Problem to work on — Edit the records below so that every "play diagram" becomes "match diagram", keeping everything else the same.

Entries from a point annotation set

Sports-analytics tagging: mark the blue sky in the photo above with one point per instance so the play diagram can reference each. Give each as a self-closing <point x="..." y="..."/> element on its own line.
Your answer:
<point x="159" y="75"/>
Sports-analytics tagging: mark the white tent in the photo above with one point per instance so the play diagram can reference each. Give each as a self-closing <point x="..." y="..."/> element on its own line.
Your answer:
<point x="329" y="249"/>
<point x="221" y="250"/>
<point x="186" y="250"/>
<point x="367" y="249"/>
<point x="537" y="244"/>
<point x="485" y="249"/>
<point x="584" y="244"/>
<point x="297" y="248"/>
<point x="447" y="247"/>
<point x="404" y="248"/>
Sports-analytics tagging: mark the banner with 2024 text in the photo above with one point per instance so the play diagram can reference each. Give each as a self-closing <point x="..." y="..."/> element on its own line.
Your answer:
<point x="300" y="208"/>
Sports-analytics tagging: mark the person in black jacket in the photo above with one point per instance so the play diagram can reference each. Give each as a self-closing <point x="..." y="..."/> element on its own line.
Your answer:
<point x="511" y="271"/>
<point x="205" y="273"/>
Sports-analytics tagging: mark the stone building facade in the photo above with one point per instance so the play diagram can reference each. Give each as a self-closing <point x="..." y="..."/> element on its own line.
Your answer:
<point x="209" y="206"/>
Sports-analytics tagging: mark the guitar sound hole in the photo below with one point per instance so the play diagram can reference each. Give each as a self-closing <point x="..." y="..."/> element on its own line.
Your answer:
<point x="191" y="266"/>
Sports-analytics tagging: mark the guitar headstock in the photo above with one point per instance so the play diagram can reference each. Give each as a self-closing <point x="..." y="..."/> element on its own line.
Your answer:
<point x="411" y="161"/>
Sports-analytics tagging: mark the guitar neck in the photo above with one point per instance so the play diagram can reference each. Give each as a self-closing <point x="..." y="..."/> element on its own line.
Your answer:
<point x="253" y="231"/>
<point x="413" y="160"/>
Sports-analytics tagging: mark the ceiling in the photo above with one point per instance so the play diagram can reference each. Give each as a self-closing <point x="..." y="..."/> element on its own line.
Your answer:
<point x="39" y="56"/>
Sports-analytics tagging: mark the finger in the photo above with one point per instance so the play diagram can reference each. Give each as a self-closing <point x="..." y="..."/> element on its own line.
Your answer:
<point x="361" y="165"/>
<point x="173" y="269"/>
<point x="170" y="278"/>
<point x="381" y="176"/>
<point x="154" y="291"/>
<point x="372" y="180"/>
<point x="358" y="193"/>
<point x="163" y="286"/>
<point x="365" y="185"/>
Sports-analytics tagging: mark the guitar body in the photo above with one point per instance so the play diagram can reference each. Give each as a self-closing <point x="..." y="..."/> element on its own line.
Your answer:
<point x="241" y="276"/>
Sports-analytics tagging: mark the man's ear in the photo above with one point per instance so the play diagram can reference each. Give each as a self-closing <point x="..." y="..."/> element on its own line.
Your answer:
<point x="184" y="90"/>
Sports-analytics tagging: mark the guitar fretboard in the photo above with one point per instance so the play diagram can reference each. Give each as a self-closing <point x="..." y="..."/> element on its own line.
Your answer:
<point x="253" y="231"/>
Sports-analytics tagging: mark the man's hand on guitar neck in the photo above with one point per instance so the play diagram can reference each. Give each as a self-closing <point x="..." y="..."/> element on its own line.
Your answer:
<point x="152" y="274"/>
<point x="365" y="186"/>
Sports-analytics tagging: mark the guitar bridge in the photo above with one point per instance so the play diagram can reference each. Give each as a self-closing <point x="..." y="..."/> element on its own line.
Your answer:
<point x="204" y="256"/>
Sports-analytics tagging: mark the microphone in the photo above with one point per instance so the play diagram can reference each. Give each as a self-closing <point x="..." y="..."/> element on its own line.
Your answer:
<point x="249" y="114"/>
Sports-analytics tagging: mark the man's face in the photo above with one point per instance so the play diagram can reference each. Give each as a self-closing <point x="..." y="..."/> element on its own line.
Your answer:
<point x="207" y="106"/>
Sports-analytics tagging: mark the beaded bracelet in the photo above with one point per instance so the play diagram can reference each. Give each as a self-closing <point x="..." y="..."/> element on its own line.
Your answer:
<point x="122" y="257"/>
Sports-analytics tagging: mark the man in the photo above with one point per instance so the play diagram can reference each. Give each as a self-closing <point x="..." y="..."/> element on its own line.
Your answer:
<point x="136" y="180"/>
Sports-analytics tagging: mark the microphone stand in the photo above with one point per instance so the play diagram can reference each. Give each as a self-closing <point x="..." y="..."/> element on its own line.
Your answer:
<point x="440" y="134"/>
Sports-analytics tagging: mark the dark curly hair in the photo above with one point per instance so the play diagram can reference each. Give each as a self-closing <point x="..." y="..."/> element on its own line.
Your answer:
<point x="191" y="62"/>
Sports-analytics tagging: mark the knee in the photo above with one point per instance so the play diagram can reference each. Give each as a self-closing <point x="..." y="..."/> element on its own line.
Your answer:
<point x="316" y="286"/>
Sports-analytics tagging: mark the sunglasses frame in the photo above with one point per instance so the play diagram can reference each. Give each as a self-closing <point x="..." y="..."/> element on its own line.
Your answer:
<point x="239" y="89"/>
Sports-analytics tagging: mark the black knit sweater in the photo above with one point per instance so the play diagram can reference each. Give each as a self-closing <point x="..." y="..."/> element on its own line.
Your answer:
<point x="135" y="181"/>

Problem solution —
Sports-analytics tagging: mark the blue sky in the photo above with one point per instance so the match diagram can reference each. Give each as a self-closing <point x="..." y="..."/> element on its own line.
Your answer:
<point x="159" y="75"/>
Sports-analytics tagging: mark the white tent in the photo above with one point per instance so the match diagram can reference each. Give each as a self-closing <point x="..." y="..."/> element on its own line.
Your answer:
<point x="329" y="249"/>
<point x="221" y="250"/>
<point x="186" y="250"/>
<point x="367" y="249"/>
<point x="537" y="244"/>
<point x="485" y="249"/>
<point x="584" y="244"/>
<point x="297" y="248"/>
<point x="447" y="247"/>
<point x="404" y="248"/>
Sports-analytics tagging: mark the banner with 2024 text in the photo above with one point per instance so the match diagram can reference each. Give each as a self-closing <point x="..." y="..."/> element on its own line.
Your answer:
<point x="300" y="208"/>
Sports-analytics tagging: mark the person in black jacket in the photo above with one point per instance so the match diagram can reference each. Give each as a self-closing <point x="..." y="..."/> element on its own line.
Your answer:
<point x="511" y="271"/>
<point x="205" y="273"/>
Sports-analytics tagging: mark the stone building facade in the photo above with one point per instance so the match diagram can reference each. Give each as a self-closing <point x="..." y="..."/> element on its own line.
Your answer:
<point x="209" y="206"/>
Sports-analytics tagging: mark the guitar sound hole in the photo below with one point per instance so the match diagram can reference each. Give each as a self-closing <point x="..." y="..."/> element on its own line.
Your answer:
<point x="191" y="266"/>
Sports-analytics tagging: mark the guitar headstock in the photo above with one point per instance so the match diagram can reference each. Give each as a self-closing <point x="..." y="..."/> element on its own line.
Your answer:
<point x="411" y="161"/>
Sports-analytics tagging: mark the guitar neck in the photo above with one point per instance so the match diagram can reference each. Give each as a self-closing <point x="..." y="..."/> element on its own line.
Your answer:
<point x="253" y="231"/>
<point x="413" y="160"/>
Sports-analytics tagging: mark the ceiling in the photo above with one point per instance so the match diagram can reference each. Give each as a self-closing <point x="..." y="..."/> element on its own line.
Your answer:
<point x="39" y="56"/>
Sports-analytics tagging: mark the finger in the photo above with one point per instance so the match diagram can reference each. Give each as a self-closing <point x="..." y="..."/> element on its own line.
Your answer:
<point x="361" y="165"/>
<point x="173" y="269"/>
<point x="170" y="278"/>
<point x="381" y="176"/>
<point x="154" y="291"/>
<point x="372" y="180"/>
<point x="358" y="193"/>
<point x="163" y="286"/>
<point x="365" y="185"/>
Sports-analytics tagging: mark the guitar body in the photo above with one point per instance so the match diagram can reference each. Give each as a self-closing <point x="..." y="..."/> element on its own line.
Your answer:
<point x="241" y="276"/>
Sports-analytics tagging: mark the man's ear in the photo above with one point per instance so the match diagram can reference each. Give each as a self-closing <point x="..." y="..."/> element on its own line.
Your answer:
<point x="184" y="90"/>
Sports-analytics tagging: mark the guitar fretboard in the photo above with one point per instance so the match diagram can reference each. Give each as a self-closing <point x="..." y="..."/> element on its own line.
Your answer:
<point x="253" y="231"/>
Sports-analytics tagging: mark the man's hand on guitar neck in the photo above with one point per instance so the match diagram can reference each. Give each as a self-closing <point x="..." y="..."/> element on its own line.
Your answer:
<point x="152" y="274"/>
<point x="365" y="186"/>
Sports-analytics tagging: mark the guitar bridge in the photo above with one point per instance so the match diagram can reference each. Give each as a self-closing <point x="..." y="..."/> element on its own line.
Your answer:
<point x="204" y="256"/>
Sports-analytics tagging: mark the microphone in the photo above with one point per instance so the match diagram can reference each. Give each as a self-closing <point x="..." y="..."/> element on its own line.
Your answer:
<point x="249" y="114"/>
Sports-analytics tagging: mark the man's face in the photo above with one point per instance so the match diagram can reference each. Give each as a self-closing <point x="..." y="..."/> element on its own line.
Your answer:
<point x="207" y="106"/>
Sports-analytics tagging: mark the beaded bracelet in the photo above with one point per instance so the match diagram can reference each. Give each as a self-closing <point x="..." y="..."/> element on its own line.
Your answer:
<point x="122" y="257"/>
Sports-analytics tagging: mark the man in the photo above with one point per instance so the match diagram can reference each. Give each as a self-closing <point x="..." y="..."/> element on its own line.
Your answer:
<point x="136" y="180"/>
Sports-analytics tagging: mark the microphone stand in the photo above with one point per instance so the match diagram can reference each. Give each as a self-closing <point x="..." y="..."/> element on its own line.
Your answer:
<point x="440" y="134"/>
Sports-analytics tagging: mark the dark curly hair in the photo above with one point per instance so the match diagram can reference each. Give each as a self-closing <point x="..." y="..."/> element on its own line.
Your answer:
<point x="191" y="62"/>
Sports-analytics tagging: mark the knee in the photo above with one point per instance so the match diagram can reference each. Give each as a self-closing <point x="..." y="..."/> element on its own line.
Your answer:
<point x="316" y="286"/>
Sports-analytics tagging: mark the sunglasses frame in the photo above with one point per instance so the match diagram can reference each. Give each as a self-closing <point x="..." y="..."/> element on its own line.
Your answer:
<point x="239" y="89"/>
Sports-analytics tagging: mark the black knit sweater in the photo above with one point per instance so the match diagram can reference each. Give each as a self-closing <point x="..." y="..."/> element on its own line.
Your answer:
<point x="135" y="181"/>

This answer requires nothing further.